Document passage =>
——
Wednesday 23 November 2016

Azure - Understanding Stream Analytics Blob Destination

Case
How do you use Azure Blob Storage to store stream analytics data and why would you do that?

Solution
In earlier posts we have set up an IoT environment with an IoT Hub and a couple of Stream Analytics Jobs where sensor data is sent to different destinations: Power BI for a real-time dashboard and Azure SQL Database to store the data. In this case we create a new Stream Analytics Job with Blob Storage as output and we use the sensor data as input. The Input and Output are different, but the query is the same as other Stream Analytics Jobs. Configuring the query of the Stream Analytics Job can you find here.

Reasons to use Blob Storage is the diversity of storing in the cloud of text or binary files. The unstructured data can include documents, social data (photos, videos, music and blogs), Big Data (logs, IoT and large datasets) or images and text for web applications. Click here for more pricing details about Blob Storage. You can also store (sensor) data in an Azure Data Lake. Click here for more information about this, along with the major differences between Blob Storage and Data Lake.
——
Records from a collection:
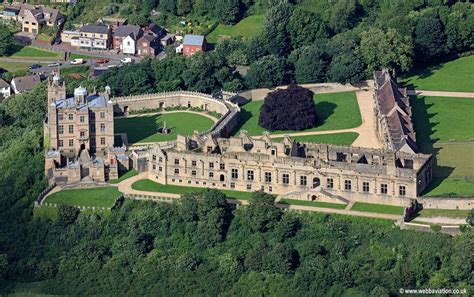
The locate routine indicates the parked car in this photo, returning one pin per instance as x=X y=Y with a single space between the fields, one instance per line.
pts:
x=126 y=60
x=54 y=64
x=102 y=61
x=77 y=61
x=34 y=66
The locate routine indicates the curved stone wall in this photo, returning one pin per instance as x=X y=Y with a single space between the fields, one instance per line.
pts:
x=224 y=125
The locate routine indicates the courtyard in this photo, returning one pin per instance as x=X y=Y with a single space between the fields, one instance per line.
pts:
x=143 y=128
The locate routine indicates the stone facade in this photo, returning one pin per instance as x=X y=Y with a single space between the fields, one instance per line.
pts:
x=307 y=171
x=80 y=136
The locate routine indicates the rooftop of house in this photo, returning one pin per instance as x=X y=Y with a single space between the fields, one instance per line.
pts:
x=101 y=29
x=4 y=84
x=127 y=30
x=92 y=101
x=25 y=83
x=197 y=40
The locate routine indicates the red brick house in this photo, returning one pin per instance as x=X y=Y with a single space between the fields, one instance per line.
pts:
x=193 y=44
x=148 y=45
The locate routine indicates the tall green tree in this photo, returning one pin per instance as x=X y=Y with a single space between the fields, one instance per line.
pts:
x=228 y=11
x=267 y=72
x=389 y=49
x=430 y=39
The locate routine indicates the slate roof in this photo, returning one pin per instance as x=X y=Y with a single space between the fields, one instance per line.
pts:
x=94 y=29
x=197 y=40
x=127 y=30
x=26 y=83
x=4 y=84
x=394 y=104
x=92 y=101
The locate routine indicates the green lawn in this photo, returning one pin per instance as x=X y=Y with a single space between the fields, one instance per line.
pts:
x=380 y=208
x=246 y=28
x=335 y=111
x=101 y=197
x=144 y=128
x=438 y=120
x=312 y=203
x=151 y=186
x=32 y=52
x=450 y=213
x=456 y=75
x=124 y=176
x=346 y=138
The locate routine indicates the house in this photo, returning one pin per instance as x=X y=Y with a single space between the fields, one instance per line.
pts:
x=167 y=39
x=148 y=45
x=24 y=83
x=97 y=37
x=125 y=38
x=193 y=44
x=10 y=13
x=32 y=17
x=5 y=90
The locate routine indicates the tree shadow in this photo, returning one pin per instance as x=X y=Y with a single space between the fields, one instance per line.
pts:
x=426 y=143
x=324 y=110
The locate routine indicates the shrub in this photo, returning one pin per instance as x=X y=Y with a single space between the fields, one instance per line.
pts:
x=289 y=109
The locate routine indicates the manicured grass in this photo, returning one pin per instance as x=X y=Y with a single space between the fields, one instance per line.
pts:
x=101 y=197
x=335 y=111
x=380 y=208
x=124 y=176
x=32 y=52
x=450 y=213
x=16 y=66
x=246 y=28
x=312 y=203
x=151 y=186
x=443 y=118
x=438 y=120
x=336 y=138
x=144 y=128
x=456 y=75
x=46 y=212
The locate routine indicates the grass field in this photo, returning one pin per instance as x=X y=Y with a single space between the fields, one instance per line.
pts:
x=456 y=75
x=32 y=52
x=380 y=208
x=101 y=197
x=246 y=28
x=144 y=128
x=335 y=138
x=151 y=186
x=335 y=111
x=437 y=121
x=450 y=213
x=123 y=176
x=313 y=203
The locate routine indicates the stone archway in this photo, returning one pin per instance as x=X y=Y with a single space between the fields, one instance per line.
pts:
x=316 y=182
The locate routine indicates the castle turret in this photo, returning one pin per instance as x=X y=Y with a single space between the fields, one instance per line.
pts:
x=80 y=95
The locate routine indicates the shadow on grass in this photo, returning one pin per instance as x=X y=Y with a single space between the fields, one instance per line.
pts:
x=137 y=128
x=324 y=110
x=426 y=144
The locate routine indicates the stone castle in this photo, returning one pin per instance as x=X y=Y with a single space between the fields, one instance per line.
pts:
x=81 y=147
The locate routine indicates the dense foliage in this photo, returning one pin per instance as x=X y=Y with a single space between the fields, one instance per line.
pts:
x=288 y=109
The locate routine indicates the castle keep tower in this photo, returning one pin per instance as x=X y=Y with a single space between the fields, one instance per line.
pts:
x=79 y=132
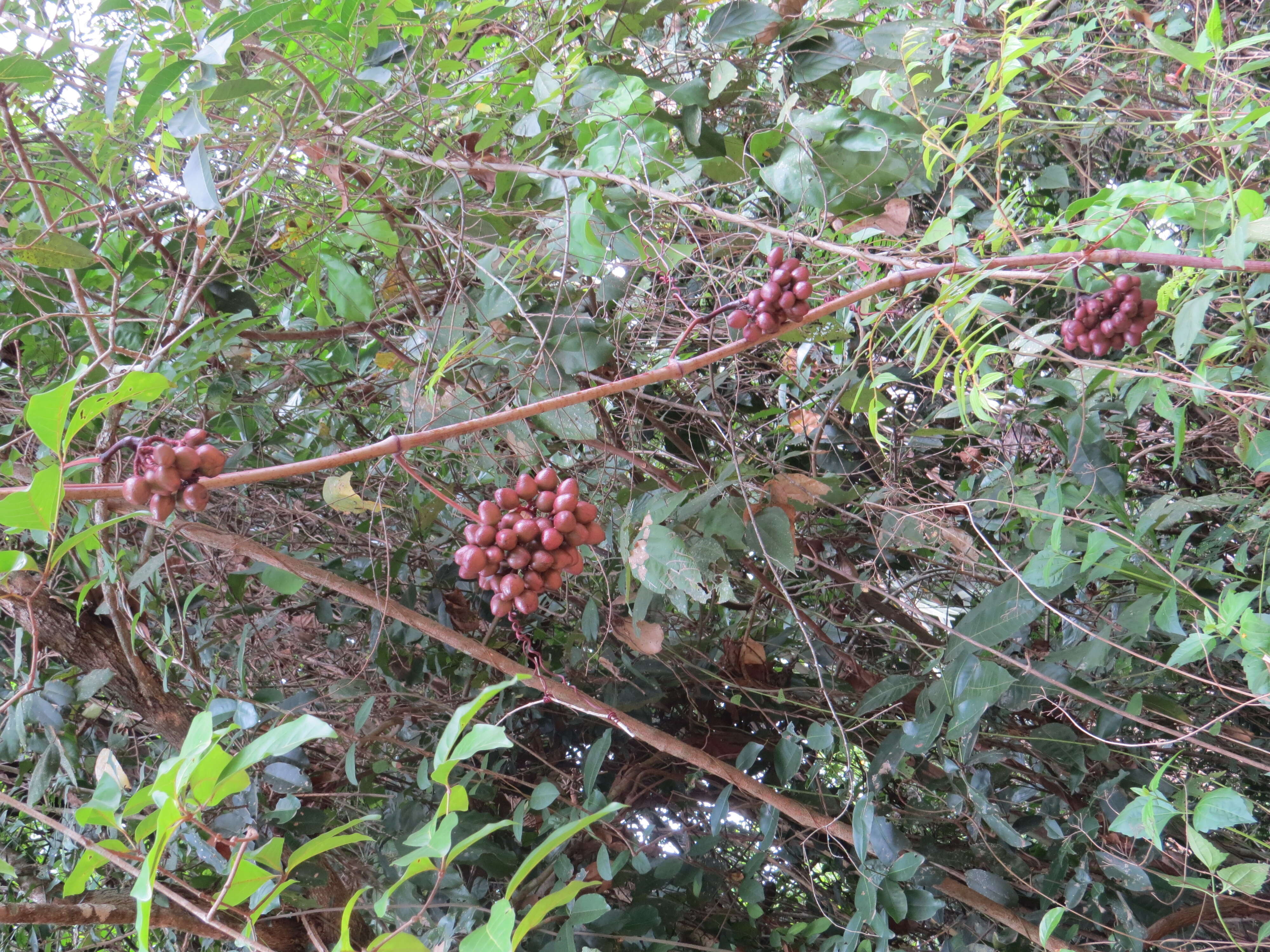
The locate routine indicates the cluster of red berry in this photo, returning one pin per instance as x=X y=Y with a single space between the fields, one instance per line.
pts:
x=526 y=538
x=782 y=301
x=166 y=468
x=1112 y=321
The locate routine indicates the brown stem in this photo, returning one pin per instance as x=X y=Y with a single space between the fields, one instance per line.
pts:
x=577 y=701
x=219 y=930
x=675 y=370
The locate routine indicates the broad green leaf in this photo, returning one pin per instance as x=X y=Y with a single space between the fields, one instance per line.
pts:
x=496 y=935
x=279 y=741
x=281 y=581
x=13 y=562
x=740 y=20
x=544 y=797
x=162 y=82
x=1050 y=922
x=35 y=507
x=115 y=74
x=53 y=251
x=1191 y=321
x=90 y=864
x=1211 y=856
x=46 y=414
x=464 y=715
x=25 y=70
x=554 y=840
x=79 y=539
x=137 y=385
x=1245 y=878
x=1221 y=809
x=554 y=901
x=200 y=182
x=349 y=291
x=886 y=692
x=1172 y=48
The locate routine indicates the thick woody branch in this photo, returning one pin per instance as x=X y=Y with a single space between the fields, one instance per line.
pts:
x=578 y=701
x=675 y=370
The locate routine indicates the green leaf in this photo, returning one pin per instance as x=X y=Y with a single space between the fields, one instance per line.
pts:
x=46 y=414
x=199 y=181
x=51 y=251
x=1145 y=818
x=279 y=741
x=115 y=76
x=1257 y=458
x=25 y=70
x=88 y=865
x=554 y=840
x=1172 y=48
x=496 y=935
x=281 y=581
x=770 y=535
x=12 y=562
x=886 y=692
x=239 y=88
x=349 y=291
x=1211 y=856
x=79 y=539
x=1191 y=321
x=820 y=736
x=137 y=385
x=820 y=56
x=163 y=81
x=544 y=797
x=36 y=507
x=554 y=901
x=788 y=760
x=1220 y=809
x=1245 y=878
x=596 y=755
x=332 y=840
x=740 y=20
x=247 y=880
x=1048 y=923
x=796 y=178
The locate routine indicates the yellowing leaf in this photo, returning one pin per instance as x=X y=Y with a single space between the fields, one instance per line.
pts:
x=645 y=638
x=797 y=488
x=338 y=493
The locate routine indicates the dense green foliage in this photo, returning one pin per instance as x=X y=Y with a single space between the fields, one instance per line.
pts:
x=999 y=607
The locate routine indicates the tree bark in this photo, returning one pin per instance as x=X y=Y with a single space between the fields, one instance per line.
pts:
x=1205 y=913
x=92 y=644
x=578 y=701
x=114 y=908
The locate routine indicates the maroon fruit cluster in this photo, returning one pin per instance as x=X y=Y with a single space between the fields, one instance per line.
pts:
x=1111 y=321
x=526 y=538
x=779 y=303
x=167 y=469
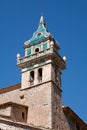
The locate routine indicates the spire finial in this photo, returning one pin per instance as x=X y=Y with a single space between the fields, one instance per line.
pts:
x=42 y=20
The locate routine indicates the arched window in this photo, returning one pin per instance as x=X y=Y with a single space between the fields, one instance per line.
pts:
x=32 y=77
x=40 y=75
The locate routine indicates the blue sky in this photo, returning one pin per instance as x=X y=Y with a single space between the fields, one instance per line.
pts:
x=67 y=22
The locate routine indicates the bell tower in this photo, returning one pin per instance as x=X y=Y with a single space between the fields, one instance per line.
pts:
x=41 y=69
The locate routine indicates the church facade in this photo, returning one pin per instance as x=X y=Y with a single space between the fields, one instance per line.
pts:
x=36 y=102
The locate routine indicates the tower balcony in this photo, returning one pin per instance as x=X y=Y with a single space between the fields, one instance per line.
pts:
x=35 y=58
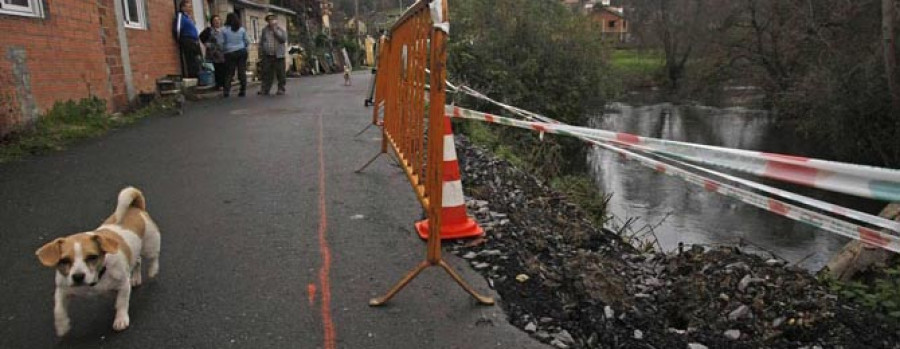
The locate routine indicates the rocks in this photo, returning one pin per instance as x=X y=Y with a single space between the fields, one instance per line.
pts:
x=479 y=266
x=559 y=276
x=530 y=327
x=739 y=313
x=556 y=343
x=564 y=337
x=608 y=312
x=732 y=334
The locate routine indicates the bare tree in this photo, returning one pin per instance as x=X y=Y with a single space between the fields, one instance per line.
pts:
x=888 y=15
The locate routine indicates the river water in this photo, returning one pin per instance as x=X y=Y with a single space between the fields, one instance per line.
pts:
x=682 y=212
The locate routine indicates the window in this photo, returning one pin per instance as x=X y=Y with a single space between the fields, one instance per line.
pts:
x=133 y=12
x=254 y=29
x=28 y=8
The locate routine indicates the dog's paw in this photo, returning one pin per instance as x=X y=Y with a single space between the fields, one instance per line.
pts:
x=153 y=270
x=121 y=322
x=62 y=327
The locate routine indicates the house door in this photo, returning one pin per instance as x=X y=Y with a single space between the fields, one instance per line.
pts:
x=199 y=14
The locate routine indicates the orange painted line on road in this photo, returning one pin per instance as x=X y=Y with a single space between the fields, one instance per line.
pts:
x=311 y=289
x=325 y=269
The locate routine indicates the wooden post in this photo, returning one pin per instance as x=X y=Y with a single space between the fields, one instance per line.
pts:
x=858 y=256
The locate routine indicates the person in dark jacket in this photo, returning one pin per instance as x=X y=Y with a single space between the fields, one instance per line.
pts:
x=212 y=37
x=271 y=55
x=186 y=35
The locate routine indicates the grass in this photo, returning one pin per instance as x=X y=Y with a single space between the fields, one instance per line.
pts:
x=578 y=188
x=638 y=67
x=637 y=62
x=68 y=122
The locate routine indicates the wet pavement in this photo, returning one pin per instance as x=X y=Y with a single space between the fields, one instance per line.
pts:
x=236 y=186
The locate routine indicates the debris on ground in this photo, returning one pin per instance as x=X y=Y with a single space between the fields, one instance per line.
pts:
x=572 y=285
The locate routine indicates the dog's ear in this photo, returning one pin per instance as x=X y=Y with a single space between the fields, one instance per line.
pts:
x=49 y=253
x=106 y=244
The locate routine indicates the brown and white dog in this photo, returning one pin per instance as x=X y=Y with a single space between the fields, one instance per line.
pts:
x=106 y=259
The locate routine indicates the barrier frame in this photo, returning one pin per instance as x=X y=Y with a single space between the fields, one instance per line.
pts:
x=416 y=41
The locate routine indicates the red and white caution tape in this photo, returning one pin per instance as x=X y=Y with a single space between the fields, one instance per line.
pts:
x=851 y=230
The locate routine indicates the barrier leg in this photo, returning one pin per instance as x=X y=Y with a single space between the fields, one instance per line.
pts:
x=483 y=300
x=368 y=163
x=364 y=130
x=468 y=288
x=400 y=285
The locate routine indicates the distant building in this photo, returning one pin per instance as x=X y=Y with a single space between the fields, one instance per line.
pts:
x=612 y=22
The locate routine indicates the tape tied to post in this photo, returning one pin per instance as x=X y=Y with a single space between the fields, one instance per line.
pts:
x=437 y=16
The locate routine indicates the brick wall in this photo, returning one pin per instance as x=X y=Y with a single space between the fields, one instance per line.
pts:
x=154 y=52
x=73 y=52
x=63 y=55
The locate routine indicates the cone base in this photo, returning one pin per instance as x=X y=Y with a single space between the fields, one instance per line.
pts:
x=465 y=230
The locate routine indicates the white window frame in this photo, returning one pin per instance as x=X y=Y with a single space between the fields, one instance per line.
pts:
x=254 y=26
x=142 y=15
x=35 y=8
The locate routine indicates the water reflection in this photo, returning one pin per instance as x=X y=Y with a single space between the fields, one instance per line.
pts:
x=689 y=214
——
Challenges =>
A. According to the Stream Analytics blog post, which two destinations received the sensor data in earlier posts?
B. Please duplicate the Stream Analytics blog post from "Reasons to use" up to and including "and Data Lake.".
C. Name every example the Stream Analytics blog post gives for social data and for Big Data.

Expected outputs =>
A. Power BI for a real-time dashboard and Azure SQL Database to store the data.

B.
Reasons to use Blob Storage is the diversity of storing in the cloud of text or binary files. The unstructured data can include documents, social data (photos, videos, music and blogs), Big Data (logs, IoT and large datasets) or images and text for web applications. Click here for more pricing details about Blob Storage. You can also store (sensor) data in an Azure Data Lake. Click here for more information about this, along with the major differences between Blob Storage and Data Lake.

C.
Social data: photos, videos, music, blogs
Big Data: logs, IoT, large datasets